*WRITTEN TASK*.
Please reproduce every entry below word for word, leaving the pictures out of your copy.
————————
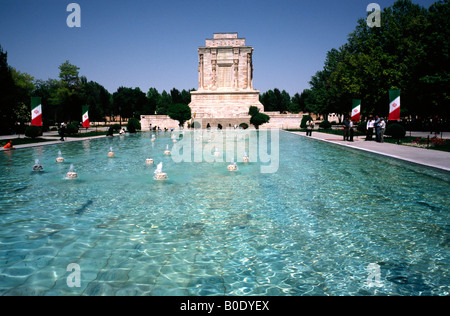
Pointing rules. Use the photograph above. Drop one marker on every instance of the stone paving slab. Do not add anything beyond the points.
(427, 157)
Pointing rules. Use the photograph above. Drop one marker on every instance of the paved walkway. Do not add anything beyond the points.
(427, 157)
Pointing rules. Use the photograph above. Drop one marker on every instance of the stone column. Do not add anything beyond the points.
(249, 71)
(236, 74)
(200, 73)
(214, 74)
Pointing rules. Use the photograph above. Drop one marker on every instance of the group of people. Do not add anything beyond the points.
(378, 125)
(9, 145)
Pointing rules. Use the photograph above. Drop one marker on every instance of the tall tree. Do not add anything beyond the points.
(163, 103)
(8, 95)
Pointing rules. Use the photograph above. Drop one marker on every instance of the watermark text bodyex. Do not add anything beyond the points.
(200, 145)
(74, 18)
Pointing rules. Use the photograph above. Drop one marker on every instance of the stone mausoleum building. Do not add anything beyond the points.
(225, 88)
(225, 79)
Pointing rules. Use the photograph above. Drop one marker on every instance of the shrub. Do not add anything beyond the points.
(243, 125)
(305, 119)
(179, 112)
(362, 127)
(133, 125)
(325, 125)
(33, 131)
(72, 128)
(395, 130)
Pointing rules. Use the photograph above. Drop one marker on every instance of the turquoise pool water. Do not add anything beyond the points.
(312, 228)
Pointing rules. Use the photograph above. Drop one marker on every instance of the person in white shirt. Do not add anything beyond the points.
(382, 129)
(369, 127)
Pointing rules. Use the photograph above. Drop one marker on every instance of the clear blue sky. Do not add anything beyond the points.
(153, 43)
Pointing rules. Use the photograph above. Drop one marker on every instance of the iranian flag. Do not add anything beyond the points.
(36, 111)
(394, 107)
(86, 116)
(356, 110)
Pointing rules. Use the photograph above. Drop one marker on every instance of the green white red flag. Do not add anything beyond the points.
(36, 111)
(394, 105)
(356, 110)
(85, 115)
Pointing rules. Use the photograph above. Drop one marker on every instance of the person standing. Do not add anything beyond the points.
(346, 128)
(62, 131)
(377, 128)
(382, 129)
(351, 131)
(9, 145)
(369, 128)
(309, 127)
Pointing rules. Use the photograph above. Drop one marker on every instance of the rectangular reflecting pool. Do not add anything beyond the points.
(329, 221)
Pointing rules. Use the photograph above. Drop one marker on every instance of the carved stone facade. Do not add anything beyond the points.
(225, 79)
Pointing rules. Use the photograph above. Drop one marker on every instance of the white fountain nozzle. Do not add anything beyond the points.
(71, 174)
(60, 157)
(37, 166)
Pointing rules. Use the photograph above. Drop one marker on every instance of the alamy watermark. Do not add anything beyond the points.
(374, 18)
(74, 278)
(74, 18)
(374, 278)
(229, 145)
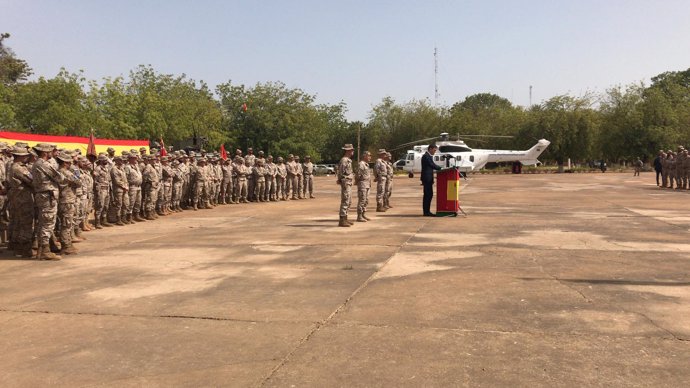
————————
*COMPLETE ANSWER*.
Pointing rules. Use the photograph above. Drop one marker on every instance of the stone paving slab. Do not add anything beyond the points.
(427, 157)
Pointing rules. Use the photograph above. Drop one marker on every instance of the paved walkway. Do not add anything beyond the points.
(427, 157)
Pointing rules. Use the photograph above. Drop one marker on every instance of the stone column. Do not add anything beyond the points.
(249, 71)
(236, 74)
(200, 73)
(214, 74)
Pointing rules. Use the photograph above. Drop one marker on every instance of the group of people. Do not add anything beyond the points.
(378, 125)
(9, 145)
Pointing rules. Use the photograph above. Drop one marker on every instance of the tall tree. Do not add anything beyond the points.
(163, 103)
(8, 95)
Pointing rules. Use the photograph above. Drop one marker on every instance of the watermark text bodyex. Do not add anything beyond the points.
(200, 145)
(74, 18)
Pointing rules. Use the photograph above. Drop one marker on every instance of the stone mausoleum building. Do not add anything beyond the points.
(225, 88)
(225, 79)
Pointing rules. Use the photograph above. Drop one marker on every instance of the shrub. Do not add anything beyond the points.
(243, 125)
(305, 119)
(179, 112)
(362, 127)
(133, 125)
(325, 125)
(33, 131)
(72, 128)
(395, 130)
Pointing rules. Use the photograph above. Drop one marker on every instance of the turquoise pool water. Do not add anything beyond the points.
(312, 228)
Pointing rules. Use the photograph above. Drop one marker on every instance of the person in white shirt. Do not add anything beyond the points.
(382, 129)
(369, 127)
Pointing rules. Use the photograph above. Drop one marker on every instance of the clear blue sky. Do not add anything beyond the points.
(153, 43)
Pointing rules. Use the photograph above. Drop one marker on every instance of the iranian flag. Do not add anything beyond the points.
(36, 111)
(394, 107)
(86, 116)
(356, 110)
Pointing rules. Use the photograph above. Drop one marker on every instance of the green white red flag. Do not add anything beyond the points.
(36, 111)
(394, 105)
(356, 110)
(85, 115)
Pointing rules. Use the photograph above. Drop one marker on every instance of the person standing. Do not add anything beyond the points.
(346, 128)
(62, 131)
(377, 128)
(382, 129)
(351, 131)
(9, 145)
(369, 128)
(309, 127)
Pointing rules. Use the photograph above. Drop one marker on every instance of the rectangular reflecting pool. Do not add anything beyond the points.
(329, 221)
Pointing rules. Use the photograph above. Drop one marker on every instance of the carved stone facade. Do not add anything beyond the points.
(225, 79)
Pointing rules. Use the photograph above. Drop one marker on every instance of the white fountain nozzle. Do not add anything beyond the points.
(71, 174)
(60, 157)
(37, 166)
Pointing rules. Use the photograph above. Drop one marker on every instance of the alamy watermark. Do not add anything beyond the points.
(374, 18)
(74, 278)
(74, 18)
(374, 278)
(229, 145)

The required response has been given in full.